Given task:
Put every line of the items below into a numbered list, omitting any blank lines.

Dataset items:
□ □ □ □ □

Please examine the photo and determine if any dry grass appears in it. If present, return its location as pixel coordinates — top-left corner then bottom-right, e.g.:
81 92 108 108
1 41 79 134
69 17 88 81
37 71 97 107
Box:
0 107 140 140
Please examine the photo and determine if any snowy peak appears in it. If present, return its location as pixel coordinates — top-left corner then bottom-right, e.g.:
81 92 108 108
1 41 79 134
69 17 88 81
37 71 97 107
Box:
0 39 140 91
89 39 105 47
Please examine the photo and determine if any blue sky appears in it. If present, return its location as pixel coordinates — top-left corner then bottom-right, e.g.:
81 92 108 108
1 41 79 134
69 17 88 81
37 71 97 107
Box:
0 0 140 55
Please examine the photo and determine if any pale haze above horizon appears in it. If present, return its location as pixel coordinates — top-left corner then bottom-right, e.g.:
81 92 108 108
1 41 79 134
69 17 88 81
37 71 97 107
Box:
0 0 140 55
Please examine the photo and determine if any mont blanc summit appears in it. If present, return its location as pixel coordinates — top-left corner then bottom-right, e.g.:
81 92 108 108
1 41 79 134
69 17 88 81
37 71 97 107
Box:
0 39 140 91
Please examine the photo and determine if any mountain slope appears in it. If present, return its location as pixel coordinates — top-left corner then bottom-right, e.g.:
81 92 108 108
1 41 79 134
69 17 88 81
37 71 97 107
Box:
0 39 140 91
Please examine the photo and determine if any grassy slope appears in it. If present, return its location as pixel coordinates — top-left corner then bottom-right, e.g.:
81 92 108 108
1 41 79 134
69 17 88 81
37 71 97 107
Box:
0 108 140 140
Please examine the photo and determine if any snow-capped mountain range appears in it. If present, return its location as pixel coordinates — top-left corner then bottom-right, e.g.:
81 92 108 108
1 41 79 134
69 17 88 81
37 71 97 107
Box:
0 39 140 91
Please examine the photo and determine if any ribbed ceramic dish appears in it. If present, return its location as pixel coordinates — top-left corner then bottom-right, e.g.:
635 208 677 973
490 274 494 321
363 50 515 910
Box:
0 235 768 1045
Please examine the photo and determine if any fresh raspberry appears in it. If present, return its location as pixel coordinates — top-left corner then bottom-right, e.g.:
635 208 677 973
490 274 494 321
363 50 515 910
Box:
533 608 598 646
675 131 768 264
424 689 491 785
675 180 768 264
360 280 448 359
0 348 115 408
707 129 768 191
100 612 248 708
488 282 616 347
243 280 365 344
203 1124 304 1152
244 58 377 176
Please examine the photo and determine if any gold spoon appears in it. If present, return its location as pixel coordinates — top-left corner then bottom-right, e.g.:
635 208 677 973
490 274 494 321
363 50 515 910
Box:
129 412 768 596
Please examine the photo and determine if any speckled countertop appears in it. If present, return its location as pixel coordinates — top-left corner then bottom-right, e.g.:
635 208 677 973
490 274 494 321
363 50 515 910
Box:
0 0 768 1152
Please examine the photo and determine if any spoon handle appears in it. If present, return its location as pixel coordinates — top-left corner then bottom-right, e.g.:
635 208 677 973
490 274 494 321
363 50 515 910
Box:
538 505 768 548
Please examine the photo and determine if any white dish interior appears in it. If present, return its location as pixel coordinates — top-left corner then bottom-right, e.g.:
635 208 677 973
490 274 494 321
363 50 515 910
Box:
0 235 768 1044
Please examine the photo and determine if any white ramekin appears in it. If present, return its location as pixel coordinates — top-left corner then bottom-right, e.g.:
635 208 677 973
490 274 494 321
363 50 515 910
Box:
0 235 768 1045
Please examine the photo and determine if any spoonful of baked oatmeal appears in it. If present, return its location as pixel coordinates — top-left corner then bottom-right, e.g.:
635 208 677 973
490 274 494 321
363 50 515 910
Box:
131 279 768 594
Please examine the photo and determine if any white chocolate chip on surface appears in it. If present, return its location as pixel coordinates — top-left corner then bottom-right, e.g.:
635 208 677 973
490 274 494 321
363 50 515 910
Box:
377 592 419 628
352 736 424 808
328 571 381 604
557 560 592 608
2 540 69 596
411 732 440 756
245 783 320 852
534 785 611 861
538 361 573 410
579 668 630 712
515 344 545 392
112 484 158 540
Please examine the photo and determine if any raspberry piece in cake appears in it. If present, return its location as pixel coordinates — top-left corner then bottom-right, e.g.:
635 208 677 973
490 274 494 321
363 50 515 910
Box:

□ □ □ □ □

Exercise solution:
1. Please examine the photo and determine if any dry grass appears in it. If present, return its location as pixel coordinates — top-left corner then bottom-right, e.g.:
2. 81 92 108 108
3. 1 41 79 134
4. 69 17 88 81
5. 37 71 97 107
6. Box:
7. 0 107 140 140
8. Please examine the photo and determine if any snowy peak appears in it. If present, return its location as pixel coordinates — top-left corner then bottom-right, e.g.:
9. 81 92 108 108
10. 1 41 79 134
11. 69 17 88 81
12. 37 71 97 107
13. Box:
14. 0 39 140 91
15. 89 39 105 47
16. Please examine the photo and determine if any blue sky appears in it. If present, return its location as pixel coordinates — top-left corner then bottom-right, e.g.:
17. 81 92 108 108
18. 1 41 79 134
19. 69 17 88 81
20. 37 71 97 107
21. Box:
22. 0 0 140 55
23. Please examine the photo and determine if any pale haze above horizon appears in it. If present, return its location as pixel coordinates — top-left corner then bottom-right, e.g.:
24. 81 92 108 108
25. 1 41 79 134
26. 69 17 88 81
27. 37 71 97 107
28. Box:
29. 0 0 140 55
30. Please examine the photo and determine if any mont blanc summit appears in it. If present, return its location as pixel coordinates — top-left corner then bottom-right, e.g.:
31. 81 92 108 108
32. 1 41 79 134
33. 69 17 88 81
34. 37 71 97 107
35. Box:
36. 0 39 140 91
37. Please examine the photo and determine if any mountain slope appears in it. If present, return its location as pixel coordinates — top-left corner then bottom-right, e.g.:
38. 81 92 108 108
39. 1 41 79 134
40. 69 17 88 81
41. 37 71 97 107
42. Box:
43. 0 39 140 91
44. Please examine the photo and determine if any grassy slope appears in it. If present, return its location as pixel coordinates — top-left corner then bottom-right, e.g.:
45. 81 92 108 108
46. 1 41 79 134
47. 69 17 88 81
48. 37 71 97 107
49. Box:
50. 0 108 140 140
51. Please examine the photo and determine if any snow-capped mountain range appears in it. If present, return its location as pixel coordinates — top-left corner then bottom-right, e.g.:
52. 81 92 108 108
53. 1 41 79 134
54. 69 17 88 81
55. 37 71 97 107
56. Box:
57. 0 39 140 91
58. Please examine the photo and determine if any ribbed ceramic dish appears in it. If present, return its location as pixel coordinates — top-left corner then bottom-right, e.g.:
59. 635 208 677 973
60. 490 274 494 321
61. 363 50 515 910
62. Box:
63. 0 235 768 1045
64. Please examine the photo and determine if any fresh raspberry appears in it. If present, return its location as pixel coordinates — top-left corner then bottom-right, e.g.:
65. 635 208 677 973
66. 490 274 494 321
67. 363 50 515 910
68. Box:
69. 533 608 598 646
70. 675 131 768 264
71. 424 689 491 785
72. 675 180 768 264
73. 360 280 448 359
74. 0 348 115 408
75. 707 129 768 191
76. 100 612 248 708
77. 488 282 616 347
78. 243 280 365 344
79. 203 1124 304 1152
80. 244 58 377 176
81. Please examine the photo and determine if any gold spoon appears in it. If present, return its location as pixel coordinates — top-left corner then bottom-right, e.g.:
82. 635 208 677 973
83. 490 274 494 321
84. 363 50 515 910
85. Box:
86. 129 412 768 596
87. Please examine the photo and determine if any speckled countertop appears in it. If present, return its location as pixel coordinates — top-left corner then bottom-right, e.g.:
88. 635 208 677 973
89. 490 274 494 321
90. 363 50 515 910
91. Box:
92. 0 0 768 1152
93. Please examine the photo and determine if any spoon handle appears in it. If present, return its location as pixel coordinates — top-left corner then bottom-right, e.g.:
94. 635 208 677 973
95. 490 274 494 321
96. 363 50 515 910
97. Box:
98. 538 505 768 548
99. Please examine the photo and determine if any white dish interior appears in it. If present, return its location as pixel coordinates — top-left corner then bottom-right, e.g.:
100. 635 208 677 973
101. 490 274 494 321
102. 363 50 515 910
103. Box:
104. 0 235 768 1044
105. Please examine the photo and determine if any white ramekin appears in it. If present, return its location as pixel coordinates — top-left corner then bottom-right, e.g.:
106. 635 208 677 973
107. 490 274 494 321
108. 363 50 515 910
109. Box:
110. 0 235 768 1045
111. Please examine the photo and determine if any spoonful of baked oatmeal appears in it. If present, return its location as pixel coordinates — top-left corner then bottom-right, e.g.:
112. 635 208 677 973
113. 490 274 494 321
114. 363 50 515 910
115. Box:
116. 131 279 768 594
117. Please examine the photo and determine if any white chocolate chip on surface appears in it. If present, return its location as pixel coordinates — top-left corner then bottom-right, e.g.:
118. 635 208 677 973
119. 490 274 494 321
120. 363 50 515 910
121. Box:
122. 377 592 419 628
123. 352 736 424 808
124. 328 571 381 604
125. 557 560 592 608
126. 2 540 69 596
127. 411 732 440 756
128. 245 783 320 852
129. 534 785 611 861
130. 538 361 573 410
131. 579 668 630 712
132. 515 344 545 392
133. 112 484 158 540
134. Please examine the photo and determine if any raspberry piece in cake appears in it. If present, return its location as pixel coordinates — top-left corner then bottom-right, e.g.:
135. 635 208 677 973
136. 490 274 494 321
137. 363 50 515 910
138. Box:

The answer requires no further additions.